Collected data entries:

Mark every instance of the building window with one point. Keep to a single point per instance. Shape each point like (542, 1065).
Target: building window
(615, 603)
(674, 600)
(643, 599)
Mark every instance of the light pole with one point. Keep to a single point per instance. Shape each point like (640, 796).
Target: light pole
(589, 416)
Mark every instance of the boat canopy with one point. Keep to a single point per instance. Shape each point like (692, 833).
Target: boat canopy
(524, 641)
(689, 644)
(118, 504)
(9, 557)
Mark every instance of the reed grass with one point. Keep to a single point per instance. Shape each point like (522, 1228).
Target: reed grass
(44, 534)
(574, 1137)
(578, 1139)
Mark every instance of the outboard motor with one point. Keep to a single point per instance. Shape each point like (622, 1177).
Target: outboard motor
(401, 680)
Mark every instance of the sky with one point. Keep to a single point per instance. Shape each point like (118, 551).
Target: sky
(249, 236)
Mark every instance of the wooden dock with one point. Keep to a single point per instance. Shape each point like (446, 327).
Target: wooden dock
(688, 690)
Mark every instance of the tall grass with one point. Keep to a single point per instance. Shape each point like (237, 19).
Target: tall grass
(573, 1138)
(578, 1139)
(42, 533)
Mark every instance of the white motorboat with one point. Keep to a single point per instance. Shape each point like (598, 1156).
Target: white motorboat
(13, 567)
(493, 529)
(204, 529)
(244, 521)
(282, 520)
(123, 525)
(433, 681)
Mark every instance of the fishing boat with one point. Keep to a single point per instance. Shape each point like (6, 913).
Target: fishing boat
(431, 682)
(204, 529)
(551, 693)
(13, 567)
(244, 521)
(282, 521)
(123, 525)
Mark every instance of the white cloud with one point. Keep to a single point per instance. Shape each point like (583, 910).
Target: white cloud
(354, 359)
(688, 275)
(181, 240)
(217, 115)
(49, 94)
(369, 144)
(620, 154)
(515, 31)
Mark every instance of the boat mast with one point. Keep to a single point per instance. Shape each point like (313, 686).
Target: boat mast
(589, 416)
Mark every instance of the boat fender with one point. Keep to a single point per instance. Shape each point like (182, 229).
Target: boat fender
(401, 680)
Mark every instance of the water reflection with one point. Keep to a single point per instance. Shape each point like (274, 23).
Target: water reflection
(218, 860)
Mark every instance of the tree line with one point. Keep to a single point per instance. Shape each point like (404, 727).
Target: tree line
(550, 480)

[Exercise]
Lay out every line of the entries above as a JSON list of strings, one string per line, leaving out blank lines.

[Reply to the exercise]
[
  "Mark every instance of the building window with one point. Keep to a single point per instance. Shape each point like (542, 1065).",
  "Target: building window",
  "(615, 603)",
  "(674, 600)",
  "(643, 599)",
  "Mark every instance of the light pole with one point. Keep to a single point per instance. Shape each point like (640, 796).",
  "Target: light pole",
  "(589, 416)",
  "Mark every instance of the boat canopy with one point. Keep to a single point per instance. Shape each point like (692, 833).",
  "Target: boat canopy",
  "(524, 641)",
  "(689, 644)",
  "(118, 504)",
  "(9, 557)",
  "Mark every instance of the reed grass with one point. Keep to a single point per instance. Shape each point like (522, 1228).",
  "Target: reed grass",
  "(44, 534)",
  "(574, 1137)",
  "(578, 1139)",
  "Mark every instance of the outboard motor with one point. Keep to a single point per instance. Shape each point like (622, 1177).",
  "Target: outboard motor",
  "(401, 680)",
  "Mark every instance of the sky with one point. Keep to a single point per instance. Shape each point like (118, 551).",
  "Target: sky",
  "(249, 236)",
  "Mark every instance of the wooden dock with one point. Keep to a single point per instance. Shape each point like (446, 327).",
  "Target: wooden dock",
  "(688, 690)",
  "Mark every instance of the tall grass with one point. Keep to a single point per instance. Shape each point like (237, 19).",
  "Target: tall grass",
  "(573, 1138)",
  "(578, 1139)",
  "(42, 533)",
  "Mark every instance of the white motorboat with one point. Keep to a single point per instance. Shape each point like (598, 1156).",
  "Target: white motorboat",
  "(13, 567)",
  "(493, 529)",
  "(204, 529)",
  "(244, 521)",
  "(282, 520)",
  "(123, 525)",
  "(433, 681)",
  "Mark every instance of the fishing boat with one point. Keep to a single point per instance. Shape each point like (6, 913).",
  "Target: fishing boat",
  "(431, 682)",
  "(204, 529)",
  "(551, 693)",
  "(13, 567)",
  "(244, 521)",
  "(282, 521)",
  "(123, 525)",
  "Mark every instance of the white cloud with one point. Keep to a single point per instance. Shape each point like (583, 910).",
  "Target: white cloud",
  "(354, 359)",
  "(688, 275)",
  "(181, 240)",
  "(217, 115)",
  "(49, 94)",
  "(369, 144)",
  "(620, 154)",
  "(515, 31)",
  "Mark every instance of the boat mast with one point. Keep to a single point per instance. Shape each point like (313, 686).",
  "Target: boat mast",
  "(589, 416)",
  "Mark every instance of the boat fender with one point. Keep to a single point per instance. Shape each point like (182, 229).",
  "Target: boat fender",
  "(401, 680)",
  "Mark every instance of the water reflection with one point. Keep to a single point per instance. Shape each point like (274, 23).",
  "Target: water reflection",
  "(218, 860)",
  "Mark every instance of the tree line with one point. Keep to a single point per instance. Shape each point like (404, 727).",
  "Target: tree line",
  "(550, 480)"
]